### Task to complete
Reproduce every one of the records below word for word, but leave the pictures out of your answer.

Dataset records:
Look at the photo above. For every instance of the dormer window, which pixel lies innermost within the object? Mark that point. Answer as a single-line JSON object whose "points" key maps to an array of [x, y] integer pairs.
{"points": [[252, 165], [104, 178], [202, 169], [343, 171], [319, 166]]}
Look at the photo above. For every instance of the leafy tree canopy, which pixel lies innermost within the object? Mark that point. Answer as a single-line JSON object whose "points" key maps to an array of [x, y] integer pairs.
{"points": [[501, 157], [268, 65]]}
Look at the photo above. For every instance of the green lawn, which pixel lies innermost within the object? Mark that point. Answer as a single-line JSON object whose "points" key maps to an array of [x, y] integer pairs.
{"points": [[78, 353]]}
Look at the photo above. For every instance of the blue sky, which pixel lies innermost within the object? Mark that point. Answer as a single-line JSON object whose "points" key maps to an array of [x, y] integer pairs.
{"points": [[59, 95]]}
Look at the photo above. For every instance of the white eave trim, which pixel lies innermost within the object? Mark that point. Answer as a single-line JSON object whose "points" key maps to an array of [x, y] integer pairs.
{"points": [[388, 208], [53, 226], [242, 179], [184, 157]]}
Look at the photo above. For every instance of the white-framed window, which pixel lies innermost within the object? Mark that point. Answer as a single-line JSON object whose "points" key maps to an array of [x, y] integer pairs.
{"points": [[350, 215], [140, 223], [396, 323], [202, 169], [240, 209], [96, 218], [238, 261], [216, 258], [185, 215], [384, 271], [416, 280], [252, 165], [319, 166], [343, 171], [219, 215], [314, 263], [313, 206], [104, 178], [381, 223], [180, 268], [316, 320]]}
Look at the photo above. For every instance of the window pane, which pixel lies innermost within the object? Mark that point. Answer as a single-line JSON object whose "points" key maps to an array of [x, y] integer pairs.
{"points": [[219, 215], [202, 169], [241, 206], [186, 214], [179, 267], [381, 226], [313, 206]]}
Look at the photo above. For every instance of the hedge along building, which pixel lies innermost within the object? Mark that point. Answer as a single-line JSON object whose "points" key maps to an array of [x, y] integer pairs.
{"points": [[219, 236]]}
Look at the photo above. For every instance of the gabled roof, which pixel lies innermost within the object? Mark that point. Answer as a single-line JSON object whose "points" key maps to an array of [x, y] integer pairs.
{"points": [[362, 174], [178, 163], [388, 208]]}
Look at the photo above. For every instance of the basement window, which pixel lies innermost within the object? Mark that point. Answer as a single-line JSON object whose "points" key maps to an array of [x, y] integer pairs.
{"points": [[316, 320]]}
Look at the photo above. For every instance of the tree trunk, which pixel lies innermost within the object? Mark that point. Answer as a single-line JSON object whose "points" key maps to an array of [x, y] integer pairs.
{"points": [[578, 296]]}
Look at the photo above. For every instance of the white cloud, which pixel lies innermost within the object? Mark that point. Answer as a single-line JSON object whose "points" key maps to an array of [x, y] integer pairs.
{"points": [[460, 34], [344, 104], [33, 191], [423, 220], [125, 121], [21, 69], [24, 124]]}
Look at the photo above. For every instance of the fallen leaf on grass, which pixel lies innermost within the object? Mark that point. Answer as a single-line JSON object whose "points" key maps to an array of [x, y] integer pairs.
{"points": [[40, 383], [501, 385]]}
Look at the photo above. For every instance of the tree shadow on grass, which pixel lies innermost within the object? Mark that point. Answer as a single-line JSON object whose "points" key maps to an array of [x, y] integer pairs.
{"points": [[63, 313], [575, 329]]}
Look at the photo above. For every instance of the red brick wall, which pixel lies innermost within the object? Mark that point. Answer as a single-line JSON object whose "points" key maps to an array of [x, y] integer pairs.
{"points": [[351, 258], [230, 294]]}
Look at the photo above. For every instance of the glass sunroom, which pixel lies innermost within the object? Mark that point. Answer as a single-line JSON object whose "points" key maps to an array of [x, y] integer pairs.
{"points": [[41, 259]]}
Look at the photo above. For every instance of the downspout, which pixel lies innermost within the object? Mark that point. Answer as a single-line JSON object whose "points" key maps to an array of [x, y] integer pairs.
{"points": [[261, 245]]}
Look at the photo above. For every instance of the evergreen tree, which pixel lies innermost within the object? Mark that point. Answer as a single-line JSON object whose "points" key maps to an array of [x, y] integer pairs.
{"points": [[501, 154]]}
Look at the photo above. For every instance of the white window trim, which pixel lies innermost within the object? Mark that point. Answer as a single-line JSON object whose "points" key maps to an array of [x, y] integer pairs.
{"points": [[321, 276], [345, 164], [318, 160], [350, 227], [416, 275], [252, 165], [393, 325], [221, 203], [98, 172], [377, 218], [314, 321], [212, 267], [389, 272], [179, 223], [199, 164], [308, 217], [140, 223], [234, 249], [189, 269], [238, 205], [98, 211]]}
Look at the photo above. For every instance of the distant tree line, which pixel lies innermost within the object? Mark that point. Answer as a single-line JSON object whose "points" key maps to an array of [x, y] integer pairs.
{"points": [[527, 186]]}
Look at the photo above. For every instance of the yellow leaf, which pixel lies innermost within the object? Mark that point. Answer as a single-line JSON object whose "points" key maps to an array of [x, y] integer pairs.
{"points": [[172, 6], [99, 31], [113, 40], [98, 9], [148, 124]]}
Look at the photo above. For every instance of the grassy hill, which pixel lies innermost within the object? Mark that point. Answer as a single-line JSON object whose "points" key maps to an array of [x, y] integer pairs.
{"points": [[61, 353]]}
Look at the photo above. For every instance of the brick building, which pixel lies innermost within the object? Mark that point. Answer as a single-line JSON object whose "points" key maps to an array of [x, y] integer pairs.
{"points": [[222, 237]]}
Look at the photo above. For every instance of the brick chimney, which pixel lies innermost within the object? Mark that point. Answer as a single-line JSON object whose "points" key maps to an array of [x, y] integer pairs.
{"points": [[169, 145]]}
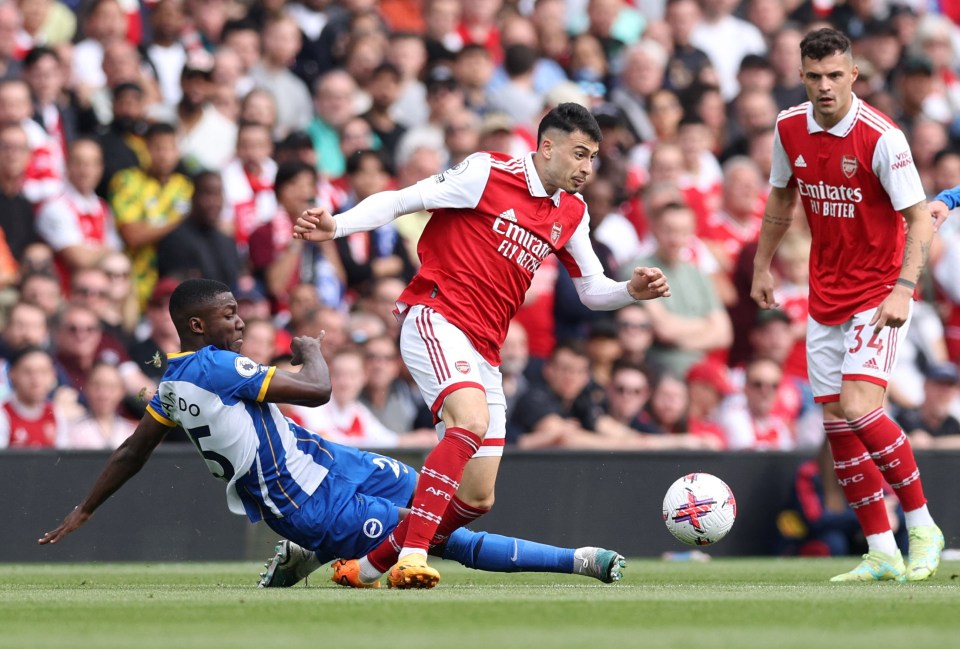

### Answer
Look at the photo above. For every instance of the dormer window, which pixel lies innermost within the object? Mark that point. Answer as a single-line JSON object whose "points" key maps to an array of [x, y] integer pairs.
{"points": [[252, 165], [104, 178], [202, 169], [343, 171], [319, 166]]}
Look at the photo above. For every instance of the leafy tree canopy, which pixel lies innermost within the object? Mark that point. Answer as a single-line JSON object whose "points" key maps to an array of [x, y] integer pairs.
{"points": [[501, 157], [268, 65]]}
Look at the photo above. For every instance of the green lawn, which pixel lies innermost within the object? Mark that point. Answer as a single-line JSON object whose "points" key maps to an array of [x, y] integer pairs.
{"points": [[78, 353]]}
Look at the photo above. For every instance of the blue sky, which pixel lies innermost within the object? Mark that point. Answer as a single-line JSON object whose "points" key maps to an array of [x, y] integer pairs.
{"points": [[59, 95]]}
Look at the photo above. For every instance of the white eave trim, which pixel lies innermost within the object? Mark that point. Answer as a single-line JSON object whose "points" key maps to an array of [x, y] integer pairs.
{"points": [[388, 208], [53, 226], [242, 179], [184, 157]]}
Look at the photo above. For every instance of the white-framed window, which pixel lies innermost within the object? Mark that point. Answer as a single-line JSON object whose "points" key maps to an array of [x, y] integer pairs.
{"points": [[350, 215], [140, 223], [396, 323], [202, 169], [240, 209], [96, 218], [238, 261], [216, 258], [185, 215], [384, 271], [416, 280], [252, 165], [319, 166], [343, 171], [219, 215], [314, 263], [313, 206], [104, 178], [381, 223], [180, 268], [316, 320]]}
Look at the photo above. For every instance of the window pane, which pixel lies innermost within the object? Mark that point. Answer as a single-line JSON object whose "points" key maps to an array of [x, y] integer pairs.
{"points": [[219, 215], [202, 169], [241, 206], [186, 214], [179, 267], [381, 226], [313, 206]]}
Look at the photo above. For every instance of the hedge along building, which pixel lies innermost within the object? Mark that point. Answer as a single-line JSON object whose "points" key maps to an array of [x, y] integer pairs.
{"points": [[219, 236]]}
Look at the photo above. For every instance of the gabled roof, which pixel lies innermost within the object? Mark that point. Answer as a single-line JSON object whose "points" key maps to an array of [x, y] integer pairs.
{"points": [[362, 174], [178, 163], [388, 208]]}
Look at the photo above. For every instance of the basement window, which pixel lies innermost within the object? Mark that point. Answer as a single-line JSON object whose "points" key maps to an array of [x, y] integer pairs.
{"points": [[316, 320]]}
Look at the photo above. For every instance of the tree trunk, which pixel lies innermost within the object? Mark that point. Answer as a single-line JSON object whose "points" key maps to an array of [x, y] integer pairs.
{"points": [[578, 296]]}
Look at the photo above. For every instance of the white cloud, which pixel lies innermost within the object? Mark that point. Answer as a single-line JSON object whose "points" key maps to an array of [x, y] integer pairs.
{"points": [[460, 34], [344, 104], [33, 191], [423, 220], [125, 121], [21, 69], [24, 124]]}
Look at the photo above. For every instance of the fallen leaf on grass, which pixel lies innermost within the object? Mark that point. Answer as a single-line JSON object whose "points" key maps to an array of [x, y] integer pairs.
{"points": [[40, 383], [501, 385]]}
Look at the photo above. For every instance of the tree shadow on grass, which pixel lies innermost within the object? Mark that point. Answer as a single-line JSON object whose "points" key maps to an array of [x, y] integer pairs.
{"points": [[63, 313], [575, 329]]}
Look at the photo above. For every instance of the red brick wall, which pixel lies innermost within the object? Mark that point. Answer as a single-line JSON object whose "points" key maps to an array of [x, y] integer pairs.
{"points": [[351, 258], [230, 294]]}
Look at the photo above. For every instance of the glass sunroom, which pixel lies innermost within the object? Mark that point. Answer as a single-line JSON object whose "points" key maps to an array of [x, y] integer pairs.
{"points": [[41, 259]]}
Look at the photo above. For every instance of the downspout, which pixel lies innermost within the object? Mark that point. Answer as a single-line JSON object whose "points" key maps to an array of [x, y] integer pairs.
{"points": [[261, 245]]}
Look at the photo above. For every instance of the evergreen tree, which pixel lies innermost within the object? Mark that point. Answer as a single-line JSON object whose "points" key maps to an array of [x, y] integer pairs.
{"points": [[501, 154]]}
Look at the photo above. For every instance of the white window trim, which pixel lies innermost within the object? Mark that point. Answer as a single-line JSON object whose "points" key maps to an array of [x, y] integer pairs.
{"points": [[321, 276], [345, 164], [318, 160], [350, 227], [416, 275], [252, 165], [393, 325], [221, 203], [98, 172], [377, 218], [314, 321], [212, 267], [389, 272], [179, 223], [199, 164], [308, 217], [140, 223], [234, 249], [189, 269], [238, 205], [98, 211]]}
Look at the photo above. For every instance of the distant tree line, which pixel lies innermost within the object? Mark that point. Answer as a single-line JSON object whose "points" key maps to an array of [x, y] integer pairs.
{"points": [[527, 186]]}
Look at the photo above. For every instance of the yellow leaf, which pixel lies innermost within the object? Mark that point. Answer as a single-line JSON object whose "points" key maps to an array of [x, y] integer pairs.
{"points": [[172, 6], [99, 31], [113, 40], [98, 9], [148, 124]]}
Look at the photo above. For every instance of the grassy hill, which pixel lies innermost within the object? Mark that point. Answer as a single-line JSON object whose "points" key maps to an array of [x, y] integer pairs.
{"points": [[61, 353]]}
Look at the photo above. For every instance of the brick building, which pixel lies innermost within the object? Mark that point. Answer as a single-line JSON object whose "points" key maps to an array of [x, y] integer pairs.
{"points": [[222, 237]]}
Look at the photo above. For every instance of the brick chimney, which pixel lies innermost within the object? Mark that point. Answer as a single-line JSON object whose "points" key maps to an array of [x, y] integer pairs.
{"points": [[169, 145]]}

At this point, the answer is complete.